Ludovic Ajorque (Mainz 05)

(Photo by Boris Streubel/Getty Images)

Mit der Zeit stellten sich die Gegner allerdings besser auf Ajorque und die Mainzer Offensividee ein. Als Reaktion darauf lässt sich mittlerweile häufiger beobachten, dass die Mannschaft versucht über ein Kurzpassspiel vor das generische Tor zu kommen. In diesen Versuchen gelingt es jedoch selten Tempo in die Aktionen zu bekommen, weshalb nicht genügend Torgefahr entsteht. Zudem häufen sich auch wieder die einfachen Ballverluste, welche es dem Gegner leicht machen umzuschalten und selbst zu Chancen zu kommen. Die Entstehung des 3:0 gegen Bayer Leverkusen steht symbolisch für diese Entwicklung.

Mangelhafte Kaderplanung

Dieses Gegentor entstand, da Dominik Kohr der Versuch eines Doppelpasses deutlich zu kurz geriet , wodurch der Leverkusener Exequiel Palacios leichtes Spiel hatte den Ball abzufangen und den Gegenangriff der Werkself einzuleiten. Kohr kam wie Svensson im Januar 2021 nach Mainz und gilt seitdem als Stammspieler. In Svenssons präferiertem 3-4-2-1-System nehmen er und Leandro Barreiro meist die beiden zentralen Mittelfeldpositionen ein. Das Duo verfügt über außergewöhnliche Fähigkeiten im Spiel gegen den Ball. Beide gehören im abgelaufenen

Kalenderjahr zu den Top 11% der Spieler mit den meisten abgefangenen Bällen in den Europas Top 5 Ligen. Allerdings bringen beide auch spielerische Schwächen mit. Spielstarke zentrale Mittelfeldspieler fehlen im Mainzer Kader. Anton Stach, der dieses Profil hat, wurde im Sommer nach Hoffenheim abgegeben. Der zweifache Nationalspieler begründete den Wechsel damit, dass in Hoffenheim mehr auf das Spiel mit dem Ball gesetzt wird als in Mainz. „Tatsächlich habe ich direkt im ersten Spiel gemerkt, dass die Art und Weise wie in Hoffenheim Fußball gespielt wird, einfach super zu mir passt. Dass hinten raus gespielt, der Ball flach gehalten wird“, so Stach gegenüber der Bild.

┄┄┄┄┄┄┄┄┄┄

AUFGABE: Entscheiden Sie, ob die folgenden Aussagen mit dem Text über Mainz 05 übereinstimmen: (a) Kohr kam im Januar 2021 nach Mainz. (b) Anton Stach wurde im Winter nach Hoffenheim abgegeben. (c) In Svenssons System spielt Leandro Barreiro meist auf einer Außenposition. Beantworten Sie jede Aussage mit Ja oder Nein und zitieren Sie die entscheidenden Worte des Textes wörtlich.

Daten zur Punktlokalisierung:
┄┄┄┄┄┄┄┄┄┄

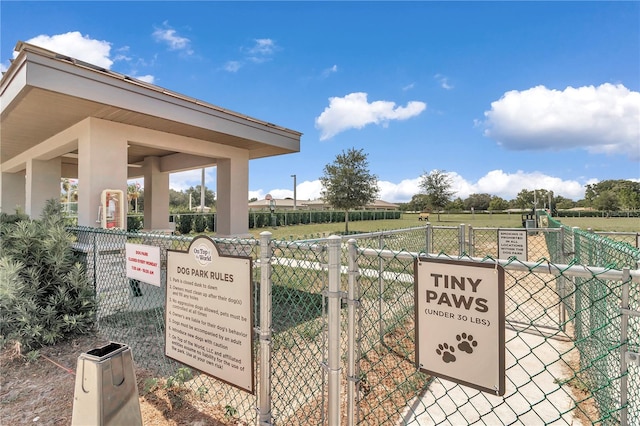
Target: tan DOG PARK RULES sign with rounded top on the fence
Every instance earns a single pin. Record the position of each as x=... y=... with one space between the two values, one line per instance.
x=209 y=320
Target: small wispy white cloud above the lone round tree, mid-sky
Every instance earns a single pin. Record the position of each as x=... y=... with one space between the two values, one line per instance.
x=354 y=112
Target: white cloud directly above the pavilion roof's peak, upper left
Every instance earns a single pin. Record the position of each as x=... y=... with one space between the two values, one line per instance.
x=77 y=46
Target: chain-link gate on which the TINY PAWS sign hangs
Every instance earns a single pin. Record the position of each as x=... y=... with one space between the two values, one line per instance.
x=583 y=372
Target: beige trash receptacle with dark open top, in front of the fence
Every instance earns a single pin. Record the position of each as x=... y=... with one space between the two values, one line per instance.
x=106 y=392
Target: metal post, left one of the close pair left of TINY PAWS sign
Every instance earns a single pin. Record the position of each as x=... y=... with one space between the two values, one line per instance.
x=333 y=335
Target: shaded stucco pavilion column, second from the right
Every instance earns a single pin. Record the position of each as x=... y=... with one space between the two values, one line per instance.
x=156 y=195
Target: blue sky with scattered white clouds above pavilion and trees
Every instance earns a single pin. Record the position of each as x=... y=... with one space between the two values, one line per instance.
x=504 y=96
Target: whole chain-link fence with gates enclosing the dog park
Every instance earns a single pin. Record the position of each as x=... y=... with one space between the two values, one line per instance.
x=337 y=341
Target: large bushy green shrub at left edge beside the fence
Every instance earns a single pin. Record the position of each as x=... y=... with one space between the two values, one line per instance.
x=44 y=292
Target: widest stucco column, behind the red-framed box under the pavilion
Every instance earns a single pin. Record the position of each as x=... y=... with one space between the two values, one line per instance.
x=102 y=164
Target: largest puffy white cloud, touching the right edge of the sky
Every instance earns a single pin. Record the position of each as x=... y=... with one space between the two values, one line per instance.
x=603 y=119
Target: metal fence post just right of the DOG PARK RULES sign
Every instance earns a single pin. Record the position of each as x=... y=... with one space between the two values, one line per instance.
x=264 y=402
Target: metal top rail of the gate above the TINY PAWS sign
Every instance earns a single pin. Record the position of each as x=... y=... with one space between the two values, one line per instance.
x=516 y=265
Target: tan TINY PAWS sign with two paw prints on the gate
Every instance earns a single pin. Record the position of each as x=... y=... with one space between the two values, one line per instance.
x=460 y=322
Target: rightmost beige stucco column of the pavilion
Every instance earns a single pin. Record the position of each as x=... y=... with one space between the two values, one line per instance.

┄┄┄┄┄┄┄┄┄┄

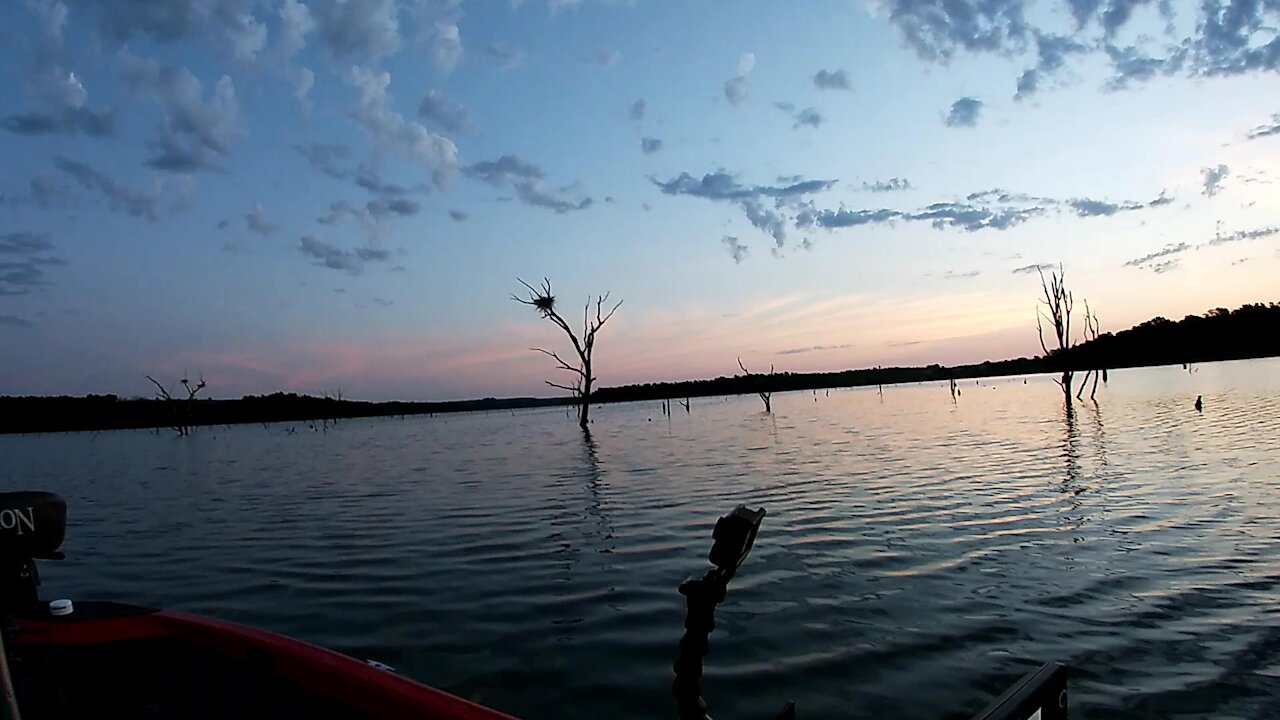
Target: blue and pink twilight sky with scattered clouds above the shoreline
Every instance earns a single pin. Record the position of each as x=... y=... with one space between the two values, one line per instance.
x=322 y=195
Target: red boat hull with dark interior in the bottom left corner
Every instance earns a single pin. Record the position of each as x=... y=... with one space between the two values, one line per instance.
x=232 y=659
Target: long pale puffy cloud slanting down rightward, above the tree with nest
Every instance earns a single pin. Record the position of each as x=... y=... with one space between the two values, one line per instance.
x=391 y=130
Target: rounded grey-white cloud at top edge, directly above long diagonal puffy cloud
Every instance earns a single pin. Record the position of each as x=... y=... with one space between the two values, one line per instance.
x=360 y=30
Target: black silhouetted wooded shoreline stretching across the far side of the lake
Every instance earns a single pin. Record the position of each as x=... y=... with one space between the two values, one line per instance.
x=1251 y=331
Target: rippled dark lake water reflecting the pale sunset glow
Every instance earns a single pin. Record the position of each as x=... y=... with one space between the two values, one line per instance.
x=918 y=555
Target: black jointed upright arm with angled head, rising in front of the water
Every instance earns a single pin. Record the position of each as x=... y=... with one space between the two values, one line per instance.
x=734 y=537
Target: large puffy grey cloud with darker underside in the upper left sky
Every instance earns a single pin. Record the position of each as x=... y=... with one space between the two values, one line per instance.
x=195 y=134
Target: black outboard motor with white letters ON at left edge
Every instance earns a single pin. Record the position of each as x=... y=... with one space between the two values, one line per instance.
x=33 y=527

┄┄┄┄┄┄┄┄┄┄

LÖSUNG:
(a) Ja: „Kohr kam wie Svensson im Januar 2021 nach Mainz“
(b) Nein: „Anton Stach, der dieses Profil hat, wurde im Sommer nach Hoffenheim abgegeben.“
(c) Nein: „In Svenssons präferiertem 3-4-2-1-System nehmen er und Leandro Barreiro meist die beiden zentralen Mittelfeldpositionen ein.“